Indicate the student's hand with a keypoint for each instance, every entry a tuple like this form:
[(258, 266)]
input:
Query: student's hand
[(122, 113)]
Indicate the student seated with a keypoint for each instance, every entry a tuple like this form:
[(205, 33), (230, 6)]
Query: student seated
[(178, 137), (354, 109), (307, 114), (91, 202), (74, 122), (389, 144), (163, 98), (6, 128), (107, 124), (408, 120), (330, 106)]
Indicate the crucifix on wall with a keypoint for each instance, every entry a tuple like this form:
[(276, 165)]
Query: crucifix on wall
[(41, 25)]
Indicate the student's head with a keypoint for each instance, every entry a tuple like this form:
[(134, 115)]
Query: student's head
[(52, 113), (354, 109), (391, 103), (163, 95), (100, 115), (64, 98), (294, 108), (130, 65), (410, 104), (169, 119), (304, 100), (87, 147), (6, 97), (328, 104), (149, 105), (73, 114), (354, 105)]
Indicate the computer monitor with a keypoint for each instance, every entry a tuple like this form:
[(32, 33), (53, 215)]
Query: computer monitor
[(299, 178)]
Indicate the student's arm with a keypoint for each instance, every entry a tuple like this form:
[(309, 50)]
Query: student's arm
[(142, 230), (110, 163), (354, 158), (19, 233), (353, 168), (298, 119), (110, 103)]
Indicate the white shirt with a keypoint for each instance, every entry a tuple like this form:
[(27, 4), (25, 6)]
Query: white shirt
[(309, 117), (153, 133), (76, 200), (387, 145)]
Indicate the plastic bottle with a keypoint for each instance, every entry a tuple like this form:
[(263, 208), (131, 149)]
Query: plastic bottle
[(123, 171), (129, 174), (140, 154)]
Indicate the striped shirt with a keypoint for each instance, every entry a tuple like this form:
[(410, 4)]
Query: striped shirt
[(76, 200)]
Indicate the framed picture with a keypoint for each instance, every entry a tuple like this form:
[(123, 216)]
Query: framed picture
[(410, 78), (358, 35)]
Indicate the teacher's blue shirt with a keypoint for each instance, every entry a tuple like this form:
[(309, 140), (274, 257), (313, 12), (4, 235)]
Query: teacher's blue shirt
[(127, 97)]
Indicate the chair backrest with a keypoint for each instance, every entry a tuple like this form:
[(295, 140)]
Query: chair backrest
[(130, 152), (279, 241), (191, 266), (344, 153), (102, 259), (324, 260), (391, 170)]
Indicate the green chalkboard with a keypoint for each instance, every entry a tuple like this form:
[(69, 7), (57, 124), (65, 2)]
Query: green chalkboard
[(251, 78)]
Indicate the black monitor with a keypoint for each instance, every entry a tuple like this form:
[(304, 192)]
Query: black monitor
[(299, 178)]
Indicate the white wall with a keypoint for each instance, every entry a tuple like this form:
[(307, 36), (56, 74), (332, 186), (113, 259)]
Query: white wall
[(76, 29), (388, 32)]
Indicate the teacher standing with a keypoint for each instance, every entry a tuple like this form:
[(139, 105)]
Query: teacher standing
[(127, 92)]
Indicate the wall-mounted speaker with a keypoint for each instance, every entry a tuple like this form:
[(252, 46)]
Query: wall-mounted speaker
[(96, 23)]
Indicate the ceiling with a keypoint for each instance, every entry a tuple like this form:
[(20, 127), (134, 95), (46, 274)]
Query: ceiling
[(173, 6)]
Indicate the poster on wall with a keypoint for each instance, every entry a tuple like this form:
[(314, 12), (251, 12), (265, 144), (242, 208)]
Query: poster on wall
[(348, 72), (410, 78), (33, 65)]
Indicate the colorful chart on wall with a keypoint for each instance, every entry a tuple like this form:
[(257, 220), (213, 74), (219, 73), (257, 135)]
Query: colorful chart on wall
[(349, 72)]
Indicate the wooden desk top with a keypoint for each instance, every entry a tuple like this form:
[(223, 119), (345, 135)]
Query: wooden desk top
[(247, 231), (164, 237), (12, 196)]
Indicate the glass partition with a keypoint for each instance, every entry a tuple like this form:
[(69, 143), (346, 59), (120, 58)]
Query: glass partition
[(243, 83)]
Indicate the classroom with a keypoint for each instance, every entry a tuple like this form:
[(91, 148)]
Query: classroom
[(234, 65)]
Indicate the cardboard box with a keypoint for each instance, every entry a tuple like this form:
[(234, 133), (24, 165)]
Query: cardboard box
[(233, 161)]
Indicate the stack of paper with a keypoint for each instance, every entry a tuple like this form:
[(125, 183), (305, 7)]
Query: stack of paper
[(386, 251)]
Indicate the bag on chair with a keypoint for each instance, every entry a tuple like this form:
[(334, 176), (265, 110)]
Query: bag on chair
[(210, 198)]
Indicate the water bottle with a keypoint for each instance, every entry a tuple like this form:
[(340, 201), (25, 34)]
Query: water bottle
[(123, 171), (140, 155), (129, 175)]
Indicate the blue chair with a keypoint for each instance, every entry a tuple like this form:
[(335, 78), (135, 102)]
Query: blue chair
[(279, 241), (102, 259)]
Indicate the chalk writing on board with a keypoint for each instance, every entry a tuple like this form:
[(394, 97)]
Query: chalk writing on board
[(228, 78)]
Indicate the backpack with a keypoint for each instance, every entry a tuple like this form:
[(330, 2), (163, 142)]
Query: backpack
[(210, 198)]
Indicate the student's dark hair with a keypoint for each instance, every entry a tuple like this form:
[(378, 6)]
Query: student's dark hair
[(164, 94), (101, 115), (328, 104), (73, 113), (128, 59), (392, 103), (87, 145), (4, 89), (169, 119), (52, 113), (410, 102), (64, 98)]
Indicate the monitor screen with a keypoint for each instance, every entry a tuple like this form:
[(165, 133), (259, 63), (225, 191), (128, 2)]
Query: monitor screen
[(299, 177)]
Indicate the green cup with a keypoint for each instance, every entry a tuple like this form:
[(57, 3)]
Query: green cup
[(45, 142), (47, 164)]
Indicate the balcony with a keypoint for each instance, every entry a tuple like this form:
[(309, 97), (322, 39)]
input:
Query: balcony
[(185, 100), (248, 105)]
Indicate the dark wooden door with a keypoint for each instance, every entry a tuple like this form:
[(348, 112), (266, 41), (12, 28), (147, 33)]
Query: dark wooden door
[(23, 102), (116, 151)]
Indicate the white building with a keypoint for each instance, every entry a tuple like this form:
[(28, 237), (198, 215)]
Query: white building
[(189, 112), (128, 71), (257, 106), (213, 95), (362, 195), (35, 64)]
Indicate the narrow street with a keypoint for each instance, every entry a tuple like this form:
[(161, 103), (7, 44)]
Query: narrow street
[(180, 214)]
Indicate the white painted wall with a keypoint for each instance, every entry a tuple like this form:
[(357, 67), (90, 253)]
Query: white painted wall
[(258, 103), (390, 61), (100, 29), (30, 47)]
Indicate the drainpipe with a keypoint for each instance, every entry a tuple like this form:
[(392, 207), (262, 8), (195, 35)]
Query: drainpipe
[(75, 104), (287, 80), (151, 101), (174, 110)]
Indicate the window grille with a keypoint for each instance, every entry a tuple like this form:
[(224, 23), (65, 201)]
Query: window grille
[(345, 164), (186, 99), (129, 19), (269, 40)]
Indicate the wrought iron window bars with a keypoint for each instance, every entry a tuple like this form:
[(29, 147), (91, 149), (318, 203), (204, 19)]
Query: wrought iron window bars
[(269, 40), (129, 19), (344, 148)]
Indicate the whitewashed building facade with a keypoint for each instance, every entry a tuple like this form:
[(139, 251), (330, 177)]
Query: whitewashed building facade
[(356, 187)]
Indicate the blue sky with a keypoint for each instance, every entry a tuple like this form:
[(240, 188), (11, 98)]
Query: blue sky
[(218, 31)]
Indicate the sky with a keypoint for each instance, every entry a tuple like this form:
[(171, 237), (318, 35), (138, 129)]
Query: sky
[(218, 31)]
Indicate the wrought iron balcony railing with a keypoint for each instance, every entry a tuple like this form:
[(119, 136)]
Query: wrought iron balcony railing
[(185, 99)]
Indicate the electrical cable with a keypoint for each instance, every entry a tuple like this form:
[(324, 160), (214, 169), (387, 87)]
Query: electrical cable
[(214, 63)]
════
* THE TASK: Lines from the top of the data above through the line containing "[(205, 33), (230, 6)]" must be repeated exactly. All other lines stay out.

* EXERCISE RESPONSE:
Indicate the student's hand with a keypoint for each instance, every entry a tuple like this form:
[(258, 266)]
input:
Query: student's hand
[(122, 113)]
Indicate the student seated with a keypoint for each instance, every entry a tuple like this form:
[(205, 33), (230, 6)]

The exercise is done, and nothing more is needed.